[Opening Source text section]
Avian Influenza


    In News

    • Recently, the head of the World Health Organisation, warned that the world had to prepare for a possible bird-flu pandemic.


    • The bird flu outbreak has killed 15 million domestic birds, while 193 million others have been culled since October 2021. It has spread from Europe and Asia to North America, South and Central America.
    • Adaptation in mammals: The US Department of Agriculture has confirmed avian flu cases in mammals such as skunks, a raccoon and a red fox. These mammals were suspected to have consumed infected birds.
      • The mutation is a signal that this virus is trying to cross the barrier between species and adapt to the mammalian population.
    • Outbreak in India:  The latest major avian flu outbreak in 2020-2021 swept through many States causing mass mortality of wild birds

    Avian Influenza

    • Depending on the origin host, influenza A viruses can be classified as avian influenza (bird flu, subtypes A H5N1 and A H9N2), swine influenza (swine flu, subtypes A H1N1 and AH3N2).
    • They are distinct from human influenza viruses and do not easily transmit among humans.


    • The “H” and “N” in the name of a flu virus stand for hemagglutinin and neuraminidase, two proteins on the surface of the virus that allow it to enter and exit host cells. 
    • Hemagglutinin and neuraminidase were the first aspects of the flu virus to be identified hence it was named so.
    • Reservoir of Virus: Aquatic birds are the primary natural reservoir, most cause asymptomatic or mild infection in birds.

    Concerns Associated with Avian Influenza in India

    • Lack of active surveillance.
    • In India poultry birds are not vaccinated against flu.
[Closing Source text section]
[Opening Information shown section]
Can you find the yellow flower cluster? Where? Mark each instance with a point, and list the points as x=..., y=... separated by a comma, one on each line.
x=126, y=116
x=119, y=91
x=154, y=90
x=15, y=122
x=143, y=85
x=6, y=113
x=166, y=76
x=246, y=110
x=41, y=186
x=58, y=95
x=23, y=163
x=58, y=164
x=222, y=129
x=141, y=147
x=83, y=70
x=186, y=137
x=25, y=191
[Closing Information shown section]
In the avian influenza text, please rewrite the paragraph beginning "The bird flu outbreak has killed" as a short list that keeps its main facts. The items are separate material and are not part of the avian influenza text.

Response ::
- 15 million domestic birds killed by the outbreak
- 193 million other birds culled since October 2021
- Spread from Europe and Asia to North America, South America and Central America